Location identification items:
** start **

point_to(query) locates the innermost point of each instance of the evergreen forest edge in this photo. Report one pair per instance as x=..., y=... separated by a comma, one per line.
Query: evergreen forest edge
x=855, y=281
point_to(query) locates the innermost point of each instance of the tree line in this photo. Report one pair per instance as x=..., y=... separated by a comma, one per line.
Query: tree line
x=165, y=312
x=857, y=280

** end **
** start **

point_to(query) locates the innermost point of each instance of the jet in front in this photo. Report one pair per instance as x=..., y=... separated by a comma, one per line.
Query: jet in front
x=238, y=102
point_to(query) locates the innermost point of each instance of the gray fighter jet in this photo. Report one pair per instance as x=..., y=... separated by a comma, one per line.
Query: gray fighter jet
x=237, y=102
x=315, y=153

** end **

**Task:** Change "forest" to "woodland" in the lines from the one with "of the evergreen" to the one with "x=855, y=281", and give back only those lines, otherwise unaltered.

**Response to the exercise:**
point_to(query) locates the innermost point of each instance of the evergreen woodland edge in this photo. Report one pair per instance as x=..., y=... separated by a comma, one per line.
Query: evergreen woodland edge
x=855, y=281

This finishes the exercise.